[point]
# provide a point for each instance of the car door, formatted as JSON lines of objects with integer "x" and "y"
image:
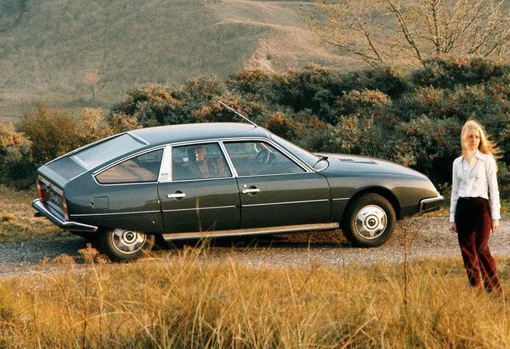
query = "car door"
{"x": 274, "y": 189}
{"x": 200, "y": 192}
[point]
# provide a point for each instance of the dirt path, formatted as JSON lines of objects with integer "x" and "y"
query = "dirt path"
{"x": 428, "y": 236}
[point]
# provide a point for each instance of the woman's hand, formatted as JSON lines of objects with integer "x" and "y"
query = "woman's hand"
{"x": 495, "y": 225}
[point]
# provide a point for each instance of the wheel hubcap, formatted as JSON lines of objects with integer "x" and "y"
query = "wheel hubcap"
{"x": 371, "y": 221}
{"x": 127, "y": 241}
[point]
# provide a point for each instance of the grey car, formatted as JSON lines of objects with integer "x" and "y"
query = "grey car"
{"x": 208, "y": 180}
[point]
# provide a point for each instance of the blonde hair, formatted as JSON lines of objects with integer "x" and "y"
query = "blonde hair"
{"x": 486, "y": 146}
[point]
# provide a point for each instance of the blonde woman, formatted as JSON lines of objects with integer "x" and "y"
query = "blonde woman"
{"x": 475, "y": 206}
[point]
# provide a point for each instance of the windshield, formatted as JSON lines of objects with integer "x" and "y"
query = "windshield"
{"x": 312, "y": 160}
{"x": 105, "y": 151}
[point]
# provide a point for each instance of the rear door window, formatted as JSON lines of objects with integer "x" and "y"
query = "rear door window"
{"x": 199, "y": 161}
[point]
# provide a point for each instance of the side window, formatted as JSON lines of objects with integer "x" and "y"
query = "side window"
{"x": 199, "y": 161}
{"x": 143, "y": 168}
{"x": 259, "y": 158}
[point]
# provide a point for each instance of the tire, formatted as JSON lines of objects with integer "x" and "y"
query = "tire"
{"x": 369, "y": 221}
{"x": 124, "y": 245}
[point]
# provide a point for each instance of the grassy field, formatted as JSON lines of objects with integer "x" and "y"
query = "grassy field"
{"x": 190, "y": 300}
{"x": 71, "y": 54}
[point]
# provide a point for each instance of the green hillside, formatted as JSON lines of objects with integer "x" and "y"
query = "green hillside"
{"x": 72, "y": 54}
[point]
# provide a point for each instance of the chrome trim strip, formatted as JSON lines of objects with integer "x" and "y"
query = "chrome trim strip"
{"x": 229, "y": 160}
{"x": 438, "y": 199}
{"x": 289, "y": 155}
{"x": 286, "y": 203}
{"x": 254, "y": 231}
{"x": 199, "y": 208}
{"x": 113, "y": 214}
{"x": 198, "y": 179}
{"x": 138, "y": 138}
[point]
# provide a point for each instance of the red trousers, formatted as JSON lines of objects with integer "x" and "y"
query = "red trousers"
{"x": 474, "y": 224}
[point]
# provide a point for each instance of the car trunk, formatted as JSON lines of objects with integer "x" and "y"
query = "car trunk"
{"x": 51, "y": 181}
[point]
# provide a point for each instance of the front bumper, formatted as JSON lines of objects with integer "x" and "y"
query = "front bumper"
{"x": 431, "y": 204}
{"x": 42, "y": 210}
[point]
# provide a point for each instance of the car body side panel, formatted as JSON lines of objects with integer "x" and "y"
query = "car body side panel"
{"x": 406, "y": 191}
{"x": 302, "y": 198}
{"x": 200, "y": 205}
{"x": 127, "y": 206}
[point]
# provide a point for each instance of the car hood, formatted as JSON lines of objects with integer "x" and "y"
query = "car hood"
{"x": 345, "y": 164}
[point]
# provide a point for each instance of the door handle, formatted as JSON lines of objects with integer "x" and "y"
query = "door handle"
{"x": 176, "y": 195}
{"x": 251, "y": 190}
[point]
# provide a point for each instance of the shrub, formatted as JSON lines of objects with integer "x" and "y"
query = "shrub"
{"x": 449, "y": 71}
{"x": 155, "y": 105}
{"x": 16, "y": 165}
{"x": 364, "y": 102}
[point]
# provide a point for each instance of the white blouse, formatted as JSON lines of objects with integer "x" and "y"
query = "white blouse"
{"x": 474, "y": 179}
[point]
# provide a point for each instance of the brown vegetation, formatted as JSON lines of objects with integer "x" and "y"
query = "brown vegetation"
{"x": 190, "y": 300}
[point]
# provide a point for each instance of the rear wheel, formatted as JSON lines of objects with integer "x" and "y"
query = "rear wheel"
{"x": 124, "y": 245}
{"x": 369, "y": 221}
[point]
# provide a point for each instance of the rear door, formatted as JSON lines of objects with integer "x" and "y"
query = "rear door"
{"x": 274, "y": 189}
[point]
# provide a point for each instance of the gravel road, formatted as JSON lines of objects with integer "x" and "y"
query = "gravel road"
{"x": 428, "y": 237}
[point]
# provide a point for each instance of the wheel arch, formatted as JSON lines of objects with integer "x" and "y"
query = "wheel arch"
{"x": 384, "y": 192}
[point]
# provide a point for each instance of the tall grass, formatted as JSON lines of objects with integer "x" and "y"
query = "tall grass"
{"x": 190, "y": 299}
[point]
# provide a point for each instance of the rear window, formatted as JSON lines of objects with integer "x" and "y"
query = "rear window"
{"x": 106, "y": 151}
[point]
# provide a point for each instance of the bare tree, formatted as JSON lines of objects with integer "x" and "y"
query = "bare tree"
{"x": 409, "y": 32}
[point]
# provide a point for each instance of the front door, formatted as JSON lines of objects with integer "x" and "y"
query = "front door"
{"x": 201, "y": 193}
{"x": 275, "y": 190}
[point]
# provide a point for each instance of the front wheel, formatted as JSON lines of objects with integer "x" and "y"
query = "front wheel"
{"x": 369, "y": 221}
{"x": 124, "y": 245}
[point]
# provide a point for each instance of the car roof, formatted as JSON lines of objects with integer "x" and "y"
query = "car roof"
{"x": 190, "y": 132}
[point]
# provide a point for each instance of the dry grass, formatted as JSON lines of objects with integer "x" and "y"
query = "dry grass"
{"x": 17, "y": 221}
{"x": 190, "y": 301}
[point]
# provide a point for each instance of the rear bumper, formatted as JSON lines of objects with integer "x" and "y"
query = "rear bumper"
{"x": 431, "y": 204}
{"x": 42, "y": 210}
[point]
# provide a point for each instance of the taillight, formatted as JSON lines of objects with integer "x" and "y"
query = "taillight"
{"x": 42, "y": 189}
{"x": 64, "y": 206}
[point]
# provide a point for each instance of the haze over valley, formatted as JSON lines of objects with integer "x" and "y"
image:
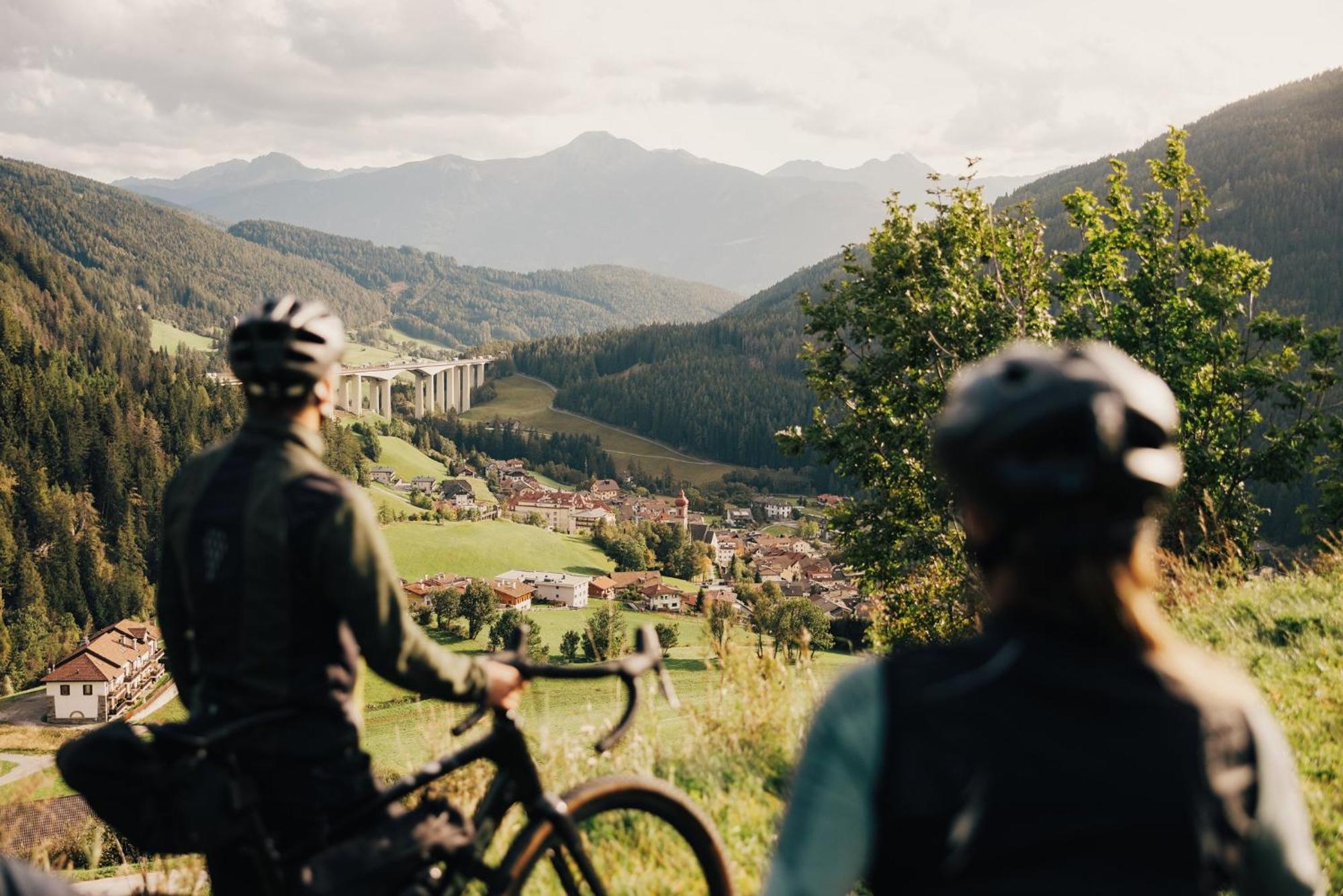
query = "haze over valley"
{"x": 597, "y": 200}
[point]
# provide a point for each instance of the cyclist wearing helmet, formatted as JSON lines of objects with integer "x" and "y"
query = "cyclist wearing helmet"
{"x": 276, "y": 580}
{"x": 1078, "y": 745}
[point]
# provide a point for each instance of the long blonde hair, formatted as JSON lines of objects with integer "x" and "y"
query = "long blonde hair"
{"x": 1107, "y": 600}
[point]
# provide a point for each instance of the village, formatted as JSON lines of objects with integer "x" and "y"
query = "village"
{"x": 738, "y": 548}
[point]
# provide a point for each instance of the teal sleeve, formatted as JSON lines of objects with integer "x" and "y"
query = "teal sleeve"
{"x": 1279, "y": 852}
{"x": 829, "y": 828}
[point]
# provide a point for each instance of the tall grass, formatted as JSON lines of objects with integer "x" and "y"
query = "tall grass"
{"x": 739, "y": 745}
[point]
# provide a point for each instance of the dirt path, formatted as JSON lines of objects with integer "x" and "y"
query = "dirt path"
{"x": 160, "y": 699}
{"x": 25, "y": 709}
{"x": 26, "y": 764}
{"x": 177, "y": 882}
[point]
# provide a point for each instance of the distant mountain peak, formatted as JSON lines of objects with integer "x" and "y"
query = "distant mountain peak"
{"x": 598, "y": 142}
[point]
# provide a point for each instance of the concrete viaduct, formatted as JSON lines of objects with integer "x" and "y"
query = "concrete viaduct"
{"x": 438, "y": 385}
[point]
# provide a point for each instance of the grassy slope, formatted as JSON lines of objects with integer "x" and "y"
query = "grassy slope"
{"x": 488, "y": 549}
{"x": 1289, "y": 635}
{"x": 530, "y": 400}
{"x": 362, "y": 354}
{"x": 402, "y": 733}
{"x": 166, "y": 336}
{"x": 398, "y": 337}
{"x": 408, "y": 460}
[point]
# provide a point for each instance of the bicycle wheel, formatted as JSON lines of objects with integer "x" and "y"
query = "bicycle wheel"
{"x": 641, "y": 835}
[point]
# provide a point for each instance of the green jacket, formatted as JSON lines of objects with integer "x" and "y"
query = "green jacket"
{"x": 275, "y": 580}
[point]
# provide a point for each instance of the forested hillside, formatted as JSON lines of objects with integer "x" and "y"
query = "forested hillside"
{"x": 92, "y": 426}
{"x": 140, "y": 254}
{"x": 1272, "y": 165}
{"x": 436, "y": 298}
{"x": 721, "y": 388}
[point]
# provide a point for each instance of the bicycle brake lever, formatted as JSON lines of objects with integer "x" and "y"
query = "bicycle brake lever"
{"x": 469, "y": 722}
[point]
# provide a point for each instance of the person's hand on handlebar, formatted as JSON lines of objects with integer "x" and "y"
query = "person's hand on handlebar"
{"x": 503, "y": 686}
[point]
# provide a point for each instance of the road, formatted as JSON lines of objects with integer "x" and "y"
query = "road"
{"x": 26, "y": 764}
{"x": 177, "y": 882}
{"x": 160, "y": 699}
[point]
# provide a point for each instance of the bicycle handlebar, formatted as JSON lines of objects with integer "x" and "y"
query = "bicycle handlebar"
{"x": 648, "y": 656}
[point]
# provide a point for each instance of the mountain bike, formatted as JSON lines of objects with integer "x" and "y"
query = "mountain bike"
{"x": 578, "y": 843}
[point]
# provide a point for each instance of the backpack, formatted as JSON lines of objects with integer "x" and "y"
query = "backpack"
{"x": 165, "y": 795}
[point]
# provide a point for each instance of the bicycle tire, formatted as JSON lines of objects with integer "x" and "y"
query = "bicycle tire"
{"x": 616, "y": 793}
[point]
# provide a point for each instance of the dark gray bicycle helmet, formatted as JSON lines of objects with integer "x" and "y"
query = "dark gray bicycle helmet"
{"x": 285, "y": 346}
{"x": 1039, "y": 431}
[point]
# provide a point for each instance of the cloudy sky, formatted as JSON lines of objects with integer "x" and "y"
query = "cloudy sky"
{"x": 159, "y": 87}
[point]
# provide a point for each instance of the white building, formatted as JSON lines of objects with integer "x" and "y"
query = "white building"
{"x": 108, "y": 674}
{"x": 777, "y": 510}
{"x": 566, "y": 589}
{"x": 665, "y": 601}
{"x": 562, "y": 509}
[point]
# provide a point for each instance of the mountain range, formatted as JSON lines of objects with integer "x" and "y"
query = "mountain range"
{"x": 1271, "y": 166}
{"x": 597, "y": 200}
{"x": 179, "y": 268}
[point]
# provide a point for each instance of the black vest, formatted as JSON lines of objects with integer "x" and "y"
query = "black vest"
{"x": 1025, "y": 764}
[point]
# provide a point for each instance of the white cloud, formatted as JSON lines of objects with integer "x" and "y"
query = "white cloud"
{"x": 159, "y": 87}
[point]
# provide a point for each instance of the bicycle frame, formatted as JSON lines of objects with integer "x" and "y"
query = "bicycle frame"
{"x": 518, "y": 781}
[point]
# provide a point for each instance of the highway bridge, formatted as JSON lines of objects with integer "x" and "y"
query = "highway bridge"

# YOUR OBJECTIVE
Repeat the listing above exactly from its first line to the line containing "# provide a point for each instance of the tire, formatted", both included, and omit the pictures.

# RESPONSE BELOW
[point]
# provide a point for each instance of the car door, formatted as JSON lines of objects with integer "x" and "y"
image:
query = "car door"
{"x": 274, "y": 189}
{"x": 200, "y": 192}
[point]
# provide a point for each instance of the dirt path, formatted as JSON lines of objects with integer "x" and "y"
query = "dirt path"
{"x": 428, "y": 236}
[point]
# provide a point for each instance of the woman's hand, formatted as JSON lines of objects with integer "x" and "y"
query = "woman's hand"
{"x": 495, "y": 225}
[point]
# provide a point for each instance of the wheel hubcap, formatted as JSON lines of objects with integer "x" and "y"
query = "wheel hubcap"
{"x": 371, "y": 221}
{"x": 127, "y": 241}
[point]
# provide a point for each instance of the grey car, formatted as JSON lines of objects with integer "x" and "y"
query = "grey car"
{"x": 208, "y": 180}
[point]
# provide a point for each instance of the blonde hair, formatted as JSON lines of objects with integer "x" and "y"
query = "blonde hair"
{"x": 486, "y": 146}
[point]
# provide a point for each instance of the blonde woman, formatted as JSON lines of objects with integer "x" and "y"
query = "blonde woman"
{"x": 475, "y": 206}
[point]
# provide a point for each instance of the windshield, formatted as JSON lines of objects with integer "x" and "y"
query = "windshield"
{"x": 312, "y": 160}
{"x": 105, "y": 151}
[point]
# provide a point for each instance of the rear door window, formatted as JSON lines of objects with integer "x" and "y"
query = "rear door window"
{"x": 199, "y": 161}
[point]
# provide a point for each instance of the side window, formatted as JSON lines of objects with integer "x" and "y"
query = "side window"
{"x": 199, "y": 161}
{"x": 143, "y": 168}
{"x": 259, "y": 158}
[point]
# provide a point for each instance of the tire, formatted as JSON lines of objects with integer "x" and "y"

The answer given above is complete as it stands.